## [What you will do]
Starting with the line that mentions "Target: hamster's pink nose", repeat each line verbatim until the entries end, both ends included.

## [Extracted records]

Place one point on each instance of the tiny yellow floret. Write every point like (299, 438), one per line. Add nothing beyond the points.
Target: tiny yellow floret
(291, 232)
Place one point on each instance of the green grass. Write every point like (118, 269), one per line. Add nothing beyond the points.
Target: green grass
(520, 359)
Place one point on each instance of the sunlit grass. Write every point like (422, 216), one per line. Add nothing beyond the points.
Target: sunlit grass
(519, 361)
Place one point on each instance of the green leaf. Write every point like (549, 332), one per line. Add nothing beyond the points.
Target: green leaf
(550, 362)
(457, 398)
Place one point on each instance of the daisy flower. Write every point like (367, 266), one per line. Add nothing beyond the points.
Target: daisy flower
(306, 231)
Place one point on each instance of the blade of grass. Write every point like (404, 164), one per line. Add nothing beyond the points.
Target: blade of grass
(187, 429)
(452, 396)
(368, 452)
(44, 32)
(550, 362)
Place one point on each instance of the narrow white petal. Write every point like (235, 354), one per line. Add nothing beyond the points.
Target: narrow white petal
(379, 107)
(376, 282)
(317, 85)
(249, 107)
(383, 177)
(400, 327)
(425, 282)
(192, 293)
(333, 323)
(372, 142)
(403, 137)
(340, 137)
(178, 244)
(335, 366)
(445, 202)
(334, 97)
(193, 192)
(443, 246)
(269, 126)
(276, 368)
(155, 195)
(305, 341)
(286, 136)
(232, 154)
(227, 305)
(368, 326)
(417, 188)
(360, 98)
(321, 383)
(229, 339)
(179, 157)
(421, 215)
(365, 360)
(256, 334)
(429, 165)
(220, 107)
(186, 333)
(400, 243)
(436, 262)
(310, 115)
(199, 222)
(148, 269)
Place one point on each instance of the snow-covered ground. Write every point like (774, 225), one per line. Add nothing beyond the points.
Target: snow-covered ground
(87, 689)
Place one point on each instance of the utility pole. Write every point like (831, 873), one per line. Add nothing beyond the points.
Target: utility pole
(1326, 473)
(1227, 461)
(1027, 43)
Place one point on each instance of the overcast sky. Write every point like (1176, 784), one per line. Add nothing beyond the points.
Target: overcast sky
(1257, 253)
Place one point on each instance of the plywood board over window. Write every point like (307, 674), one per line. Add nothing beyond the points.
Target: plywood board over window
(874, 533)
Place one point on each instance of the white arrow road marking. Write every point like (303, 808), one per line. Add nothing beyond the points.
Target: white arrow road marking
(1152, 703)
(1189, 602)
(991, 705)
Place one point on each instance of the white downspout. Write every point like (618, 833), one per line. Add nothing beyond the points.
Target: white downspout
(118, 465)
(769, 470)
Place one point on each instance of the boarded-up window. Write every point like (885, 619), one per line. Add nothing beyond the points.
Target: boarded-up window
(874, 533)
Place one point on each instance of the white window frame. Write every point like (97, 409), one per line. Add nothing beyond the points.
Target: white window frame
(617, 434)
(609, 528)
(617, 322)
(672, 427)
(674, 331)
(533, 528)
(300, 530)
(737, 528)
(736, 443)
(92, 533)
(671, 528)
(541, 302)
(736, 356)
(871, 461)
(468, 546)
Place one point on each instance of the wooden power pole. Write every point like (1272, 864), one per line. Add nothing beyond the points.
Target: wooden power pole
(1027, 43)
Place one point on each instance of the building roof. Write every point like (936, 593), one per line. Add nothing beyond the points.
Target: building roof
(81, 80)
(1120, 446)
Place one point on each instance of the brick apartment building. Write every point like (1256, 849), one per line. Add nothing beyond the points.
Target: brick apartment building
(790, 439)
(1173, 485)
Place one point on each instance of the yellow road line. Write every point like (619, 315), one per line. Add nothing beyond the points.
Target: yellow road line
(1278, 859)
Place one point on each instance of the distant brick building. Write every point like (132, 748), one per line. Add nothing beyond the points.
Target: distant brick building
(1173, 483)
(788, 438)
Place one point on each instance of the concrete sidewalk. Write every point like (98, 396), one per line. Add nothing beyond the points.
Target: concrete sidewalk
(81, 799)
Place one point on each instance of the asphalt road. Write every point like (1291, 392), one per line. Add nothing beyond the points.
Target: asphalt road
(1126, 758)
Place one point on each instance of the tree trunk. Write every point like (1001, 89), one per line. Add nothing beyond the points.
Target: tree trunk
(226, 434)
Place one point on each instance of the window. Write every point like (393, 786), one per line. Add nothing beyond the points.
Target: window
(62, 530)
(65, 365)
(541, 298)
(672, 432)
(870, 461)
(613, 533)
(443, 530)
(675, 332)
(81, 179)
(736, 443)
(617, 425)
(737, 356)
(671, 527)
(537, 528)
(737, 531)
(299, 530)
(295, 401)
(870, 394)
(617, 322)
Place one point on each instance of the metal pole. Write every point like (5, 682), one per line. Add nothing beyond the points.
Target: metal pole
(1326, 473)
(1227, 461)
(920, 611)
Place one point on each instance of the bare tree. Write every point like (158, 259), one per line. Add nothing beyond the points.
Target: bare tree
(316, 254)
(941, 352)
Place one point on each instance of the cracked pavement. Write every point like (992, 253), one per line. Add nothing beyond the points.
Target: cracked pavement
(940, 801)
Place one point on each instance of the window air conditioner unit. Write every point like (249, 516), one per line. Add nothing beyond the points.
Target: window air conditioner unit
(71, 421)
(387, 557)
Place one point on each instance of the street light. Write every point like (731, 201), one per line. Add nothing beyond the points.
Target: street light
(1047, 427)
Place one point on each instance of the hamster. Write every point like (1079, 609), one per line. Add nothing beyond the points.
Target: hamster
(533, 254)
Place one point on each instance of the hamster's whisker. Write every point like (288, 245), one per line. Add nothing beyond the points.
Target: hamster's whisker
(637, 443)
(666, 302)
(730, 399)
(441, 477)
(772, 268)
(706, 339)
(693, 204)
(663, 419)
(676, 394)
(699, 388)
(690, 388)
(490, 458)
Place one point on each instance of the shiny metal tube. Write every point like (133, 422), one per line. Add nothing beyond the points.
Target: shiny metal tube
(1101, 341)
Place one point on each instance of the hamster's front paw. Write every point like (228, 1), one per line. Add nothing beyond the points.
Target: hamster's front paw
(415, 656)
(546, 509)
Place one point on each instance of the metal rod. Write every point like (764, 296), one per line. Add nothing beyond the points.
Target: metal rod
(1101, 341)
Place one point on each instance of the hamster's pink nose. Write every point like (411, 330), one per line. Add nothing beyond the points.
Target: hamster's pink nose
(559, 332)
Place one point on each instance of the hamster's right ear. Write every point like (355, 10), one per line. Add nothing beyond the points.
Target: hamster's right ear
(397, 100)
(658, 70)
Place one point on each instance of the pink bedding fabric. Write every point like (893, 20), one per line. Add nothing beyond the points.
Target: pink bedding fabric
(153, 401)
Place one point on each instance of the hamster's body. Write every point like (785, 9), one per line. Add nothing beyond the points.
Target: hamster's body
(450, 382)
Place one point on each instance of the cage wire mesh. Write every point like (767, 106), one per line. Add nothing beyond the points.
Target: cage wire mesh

## [Answer]
Target: hamster's pink nose
(559, 332)
Place one point on each instance of the hamster's right ear. Write every point like (355, 10), one per line. Add nothing beyond the points.
Target: hamster's right ear
(397, 100)
(658, 70)
Place one point on each instance of the pink bedding fabric. Write every point like (893, 20), one per line. Add nothing beyond the points.
Target: pink bedding fabric
(153, 401)
Place one point on each instance of the hamster's body. Write every point like (785, 9), one per line. Add nothing beyond the points.
Target: hamster's body
(450, 382)
Place one point on each instance of the cage wire mesh. Write every point like (767, 106), one per line. Add nothing beyond the points.
Target: cage wire mesh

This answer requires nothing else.